▶ **What needs to be done**
Your response should consist of the full data, set down exactly.

▶ **The data**
+ + + +

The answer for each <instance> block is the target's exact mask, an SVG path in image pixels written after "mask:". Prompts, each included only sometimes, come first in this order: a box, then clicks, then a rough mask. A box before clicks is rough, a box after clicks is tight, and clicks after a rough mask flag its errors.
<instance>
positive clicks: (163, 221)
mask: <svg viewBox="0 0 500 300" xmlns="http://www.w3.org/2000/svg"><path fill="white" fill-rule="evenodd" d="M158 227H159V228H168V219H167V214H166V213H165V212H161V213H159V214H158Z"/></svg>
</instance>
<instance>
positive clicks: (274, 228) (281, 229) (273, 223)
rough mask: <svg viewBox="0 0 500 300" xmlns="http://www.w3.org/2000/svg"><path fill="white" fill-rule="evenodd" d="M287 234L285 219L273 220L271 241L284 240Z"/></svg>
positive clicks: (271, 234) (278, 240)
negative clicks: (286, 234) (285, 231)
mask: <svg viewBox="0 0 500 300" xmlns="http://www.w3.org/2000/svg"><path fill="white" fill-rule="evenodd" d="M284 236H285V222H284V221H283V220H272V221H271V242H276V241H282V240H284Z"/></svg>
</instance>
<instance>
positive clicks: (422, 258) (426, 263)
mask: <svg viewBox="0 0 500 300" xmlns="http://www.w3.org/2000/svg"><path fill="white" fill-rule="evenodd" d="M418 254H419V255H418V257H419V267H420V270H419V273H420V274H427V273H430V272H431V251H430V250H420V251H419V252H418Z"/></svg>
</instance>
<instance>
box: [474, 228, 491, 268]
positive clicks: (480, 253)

+ + + +

▶ **Your solution**
The answer for each <instance> block is the target's exact mask, an SVG path in image pixels written after "mask:". Prompts, each included only sometimes, come first in this order: a box, then clicks, then a rough mask. A box before clicks is rough, a box after clicks is tight, and clicks after a rough mask flag its errors.
<instance>
positive clicks: (163, 221)
mask: <svg viewBox="0 0 500 300" xmlns="http://www.w3.org/2000/svg"><path fill="white" fill-rule="evenodd" d="M158 227H159V228H168V219H167V214H166V213H165V212H161V213H159V214H158Z"/></svg>
</instance>
<instance>
positive clicks: (274, 228) (281, 229) (273, 223)
rough mask: <svg viewBox="0 0 500 300" xmlns="http://www.w3.org/2000/svg"><path fill="white" fill-rule="evenodd" d="M287 234L285 219L273 220L271 241L284 240Z"/></svg>
positive clicks: (271, 234) (278, 240)
negative clicks: (286, 234) (285, 231)
mask: <svg viewBox="0 0 500 300" xmlns="http://www.w3.org/2000/svg"><path fill="white" fill-rule="evenodd" d="M284 236H285V222H284V221H283V220H272V221H271V242H276V241H282V240H284Z"/></svg>
</instance>
<instance>
positive clicks: (422, 258) (426, 263)
mask: <svg viewBox="0 0 500 300" xmlns="http://www.w3.org/2000/svg"><path fill="white" fill-rule="evenodd" d="M418 254H419V255H418V257H419V267H420V270H419V273H420V274H427V273H430V272H431V251H430V250H420V251H419V252H418Z"/></svg>
</instance>
<instance>
box: [474, 228, 491, 268]
positive clicks: (480, 253)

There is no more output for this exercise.